--- begin ---
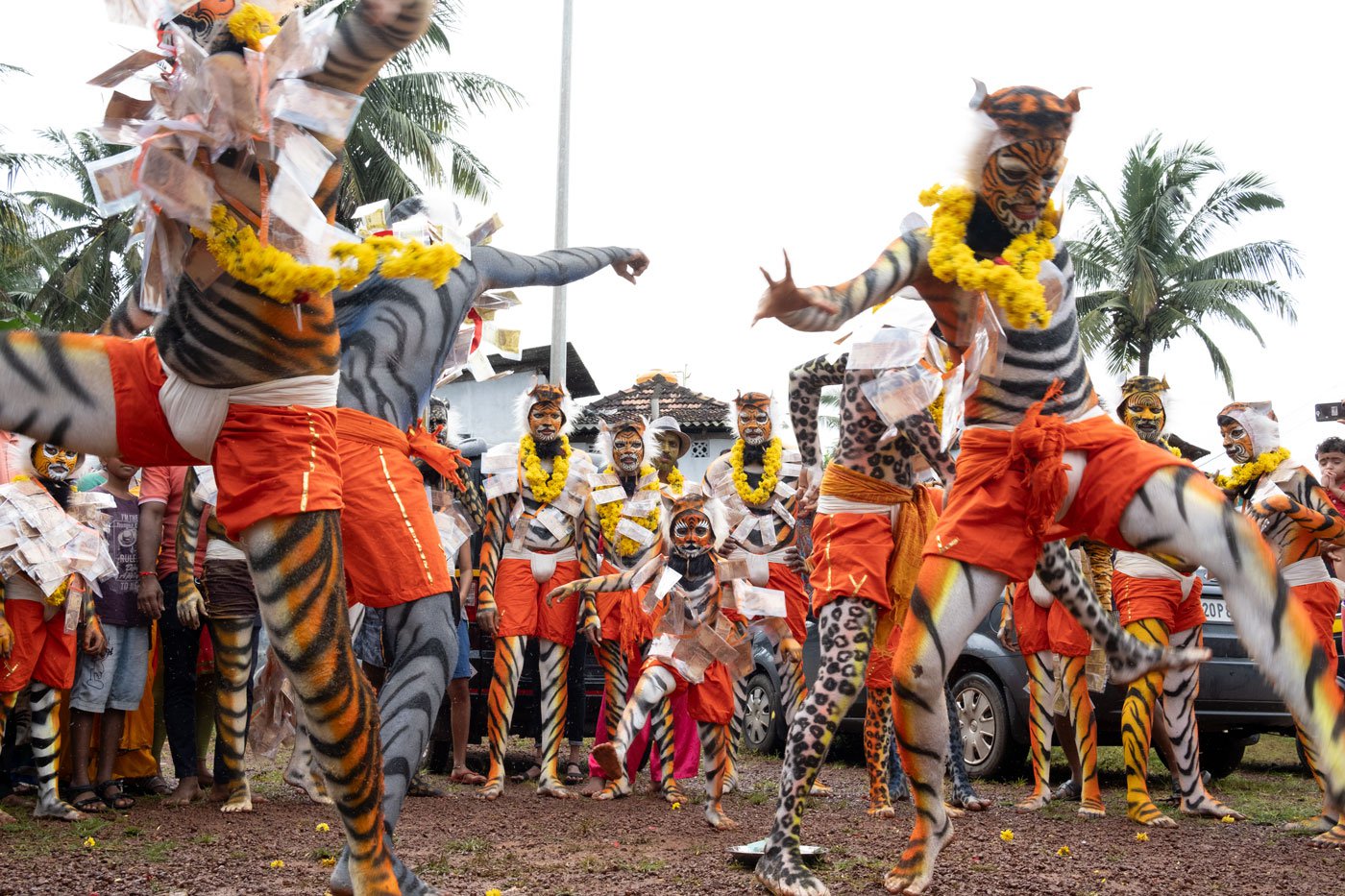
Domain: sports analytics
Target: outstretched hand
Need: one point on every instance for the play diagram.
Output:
(632, 267)
(782, 296)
--- end ---
**EXERCISE AIM**
Reproduce every line of the records above verbatim, omitting the pictures.

**OUTPUT OF THE EXERCISE**
Domain: sports analytics
Target: outstretched hand
Need: one point on every instance for the play diagram.
Output:
(632, 267)
(782, 296)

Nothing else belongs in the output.